**Excerpt to read**

In reply to: Andres Freund (#1)

Re: Relation extension scalability

Andres Freund <andres@2ndquadrant.com> writes:

As a quick recap, relation extension basically works like:
1) We lock the relation for extension
2) ReadBuffer*(P_NEW) is being called, to extend the relation
3) smgrnblocks() is used to find the new target block
4) We search for a victim buffer (via BufferAlloc()) to put the new
block into
5) If dirty the victim buffer is cleaned
6) The relation is extended using smgrextend()
7) The page is initialized

The problems come from 4) and 5) potentially each taking a fair
while.

Right, so basically we want to get those steps out of the exclusive lock
scope.

There's two things that seem to make sense to me:

First, decouple relation extension from ReadBuffer*, i.e. remove P_NEW
and introduce a bufmgr function specifically for extension.

I think that removing P_NEW is likely to require a fair amount of
refactoring of calling code, so I'm not thrilled with doing that.

**Data shown**
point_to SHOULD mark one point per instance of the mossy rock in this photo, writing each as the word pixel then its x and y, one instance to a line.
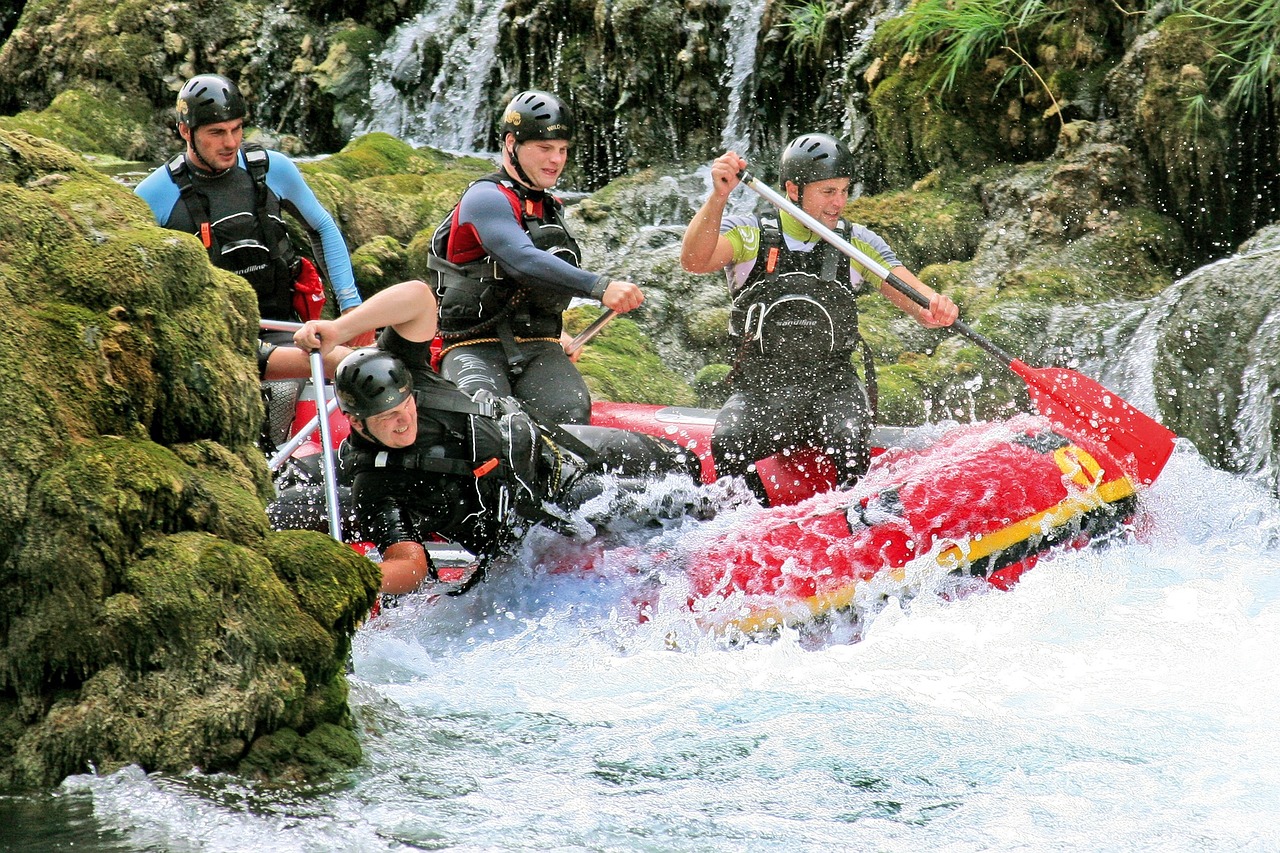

---

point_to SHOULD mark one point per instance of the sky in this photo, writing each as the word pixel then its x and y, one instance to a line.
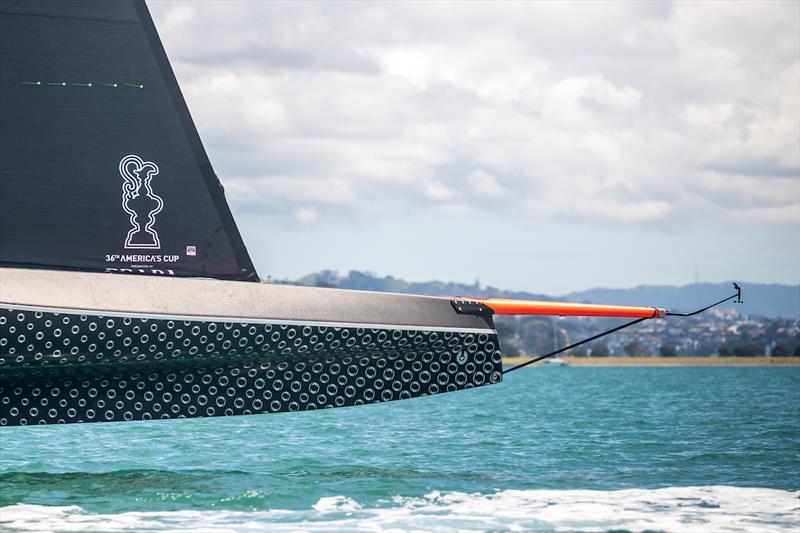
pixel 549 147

**Written instruction**
Please answer from the relation extension excerpt above: which function is used to find the new target block?

**Exercise response**
smgrnblocks()